----- Data to process -----
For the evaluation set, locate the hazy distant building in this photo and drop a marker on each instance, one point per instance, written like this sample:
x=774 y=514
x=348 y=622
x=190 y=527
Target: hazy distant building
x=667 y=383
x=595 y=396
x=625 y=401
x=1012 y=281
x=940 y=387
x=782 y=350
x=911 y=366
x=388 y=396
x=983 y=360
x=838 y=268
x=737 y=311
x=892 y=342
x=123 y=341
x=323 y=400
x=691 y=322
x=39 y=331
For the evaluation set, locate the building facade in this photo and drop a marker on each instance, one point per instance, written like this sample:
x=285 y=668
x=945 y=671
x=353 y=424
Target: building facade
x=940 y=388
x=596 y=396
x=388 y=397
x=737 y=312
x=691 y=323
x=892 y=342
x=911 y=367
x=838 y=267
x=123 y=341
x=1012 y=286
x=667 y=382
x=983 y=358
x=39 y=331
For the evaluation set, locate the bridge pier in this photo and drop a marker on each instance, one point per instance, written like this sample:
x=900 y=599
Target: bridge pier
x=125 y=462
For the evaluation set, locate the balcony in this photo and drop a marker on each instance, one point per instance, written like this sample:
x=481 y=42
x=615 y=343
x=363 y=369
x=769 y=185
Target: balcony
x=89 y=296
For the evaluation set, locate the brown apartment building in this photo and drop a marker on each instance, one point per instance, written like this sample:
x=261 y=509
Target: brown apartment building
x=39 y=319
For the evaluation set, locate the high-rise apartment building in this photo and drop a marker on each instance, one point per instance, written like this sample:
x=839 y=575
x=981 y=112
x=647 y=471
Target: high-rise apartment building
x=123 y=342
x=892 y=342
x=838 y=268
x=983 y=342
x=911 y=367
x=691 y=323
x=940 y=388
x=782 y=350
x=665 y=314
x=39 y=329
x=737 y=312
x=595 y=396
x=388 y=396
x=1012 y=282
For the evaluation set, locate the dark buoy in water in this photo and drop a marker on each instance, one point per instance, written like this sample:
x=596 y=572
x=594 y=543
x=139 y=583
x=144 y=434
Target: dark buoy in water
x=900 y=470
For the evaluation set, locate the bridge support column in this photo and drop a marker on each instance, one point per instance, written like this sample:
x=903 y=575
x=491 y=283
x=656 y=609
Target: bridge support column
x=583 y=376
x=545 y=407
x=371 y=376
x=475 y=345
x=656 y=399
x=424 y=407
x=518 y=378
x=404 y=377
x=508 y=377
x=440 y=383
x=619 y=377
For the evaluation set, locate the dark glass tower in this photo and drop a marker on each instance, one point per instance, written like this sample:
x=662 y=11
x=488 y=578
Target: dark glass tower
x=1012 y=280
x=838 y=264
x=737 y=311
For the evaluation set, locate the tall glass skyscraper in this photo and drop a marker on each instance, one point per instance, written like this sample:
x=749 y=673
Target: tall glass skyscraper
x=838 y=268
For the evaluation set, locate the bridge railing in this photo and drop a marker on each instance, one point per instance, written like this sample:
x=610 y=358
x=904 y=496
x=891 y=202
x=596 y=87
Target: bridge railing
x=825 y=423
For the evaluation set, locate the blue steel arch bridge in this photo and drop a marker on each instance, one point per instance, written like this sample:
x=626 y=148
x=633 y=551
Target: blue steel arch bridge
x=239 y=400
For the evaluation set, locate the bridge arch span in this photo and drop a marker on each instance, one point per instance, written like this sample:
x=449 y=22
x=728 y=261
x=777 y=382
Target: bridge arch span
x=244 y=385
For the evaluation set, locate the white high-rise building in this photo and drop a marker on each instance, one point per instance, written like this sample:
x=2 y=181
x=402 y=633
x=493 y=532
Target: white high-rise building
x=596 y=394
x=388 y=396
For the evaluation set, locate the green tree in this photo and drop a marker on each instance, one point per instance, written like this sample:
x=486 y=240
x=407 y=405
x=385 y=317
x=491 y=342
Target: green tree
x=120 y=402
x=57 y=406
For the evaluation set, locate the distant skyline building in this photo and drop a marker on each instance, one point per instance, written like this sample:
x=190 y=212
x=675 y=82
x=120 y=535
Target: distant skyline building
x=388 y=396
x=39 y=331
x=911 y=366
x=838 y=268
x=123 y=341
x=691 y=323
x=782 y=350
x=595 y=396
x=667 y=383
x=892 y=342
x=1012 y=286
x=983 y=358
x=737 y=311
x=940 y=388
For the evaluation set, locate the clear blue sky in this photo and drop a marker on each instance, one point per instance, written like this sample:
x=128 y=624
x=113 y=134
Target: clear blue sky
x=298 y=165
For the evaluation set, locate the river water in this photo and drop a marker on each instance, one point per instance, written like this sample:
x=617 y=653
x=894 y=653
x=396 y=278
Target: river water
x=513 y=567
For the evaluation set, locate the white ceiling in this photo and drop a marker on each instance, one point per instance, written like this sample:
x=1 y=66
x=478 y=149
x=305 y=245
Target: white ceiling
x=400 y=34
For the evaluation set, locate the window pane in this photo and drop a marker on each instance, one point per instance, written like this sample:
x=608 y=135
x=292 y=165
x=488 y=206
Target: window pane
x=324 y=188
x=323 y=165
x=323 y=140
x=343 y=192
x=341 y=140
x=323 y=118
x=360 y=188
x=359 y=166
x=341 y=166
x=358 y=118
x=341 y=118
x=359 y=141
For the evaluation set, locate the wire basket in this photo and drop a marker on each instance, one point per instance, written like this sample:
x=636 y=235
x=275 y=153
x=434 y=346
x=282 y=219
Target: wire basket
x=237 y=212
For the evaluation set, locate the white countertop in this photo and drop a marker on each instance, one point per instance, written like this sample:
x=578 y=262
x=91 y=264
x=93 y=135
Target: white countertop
-----
## Short problem
Write out every line of the data, from the line containing "For the evaluation set, locate the tall" down to the line containing "x=825 y=423", both included, shifting each answer coordinate up by 16 and leaving all other lines as they are.

## Result
For the evaluation set, locate the tall glass skyscraper in this photo and drop a marker on each instance, one point per instance, written like this sample:
x=749 y=673
Target: tall glass skyscraper
x=854 y=284
For the evaluation set, locate the bridge railing in this photo and drop a marker on each instance, one point per instance, written like this sample:
x=610 y=358
x=904 y=496
x=891 y=202
x=596 y=87
Target: bridge railing
x=841 y=439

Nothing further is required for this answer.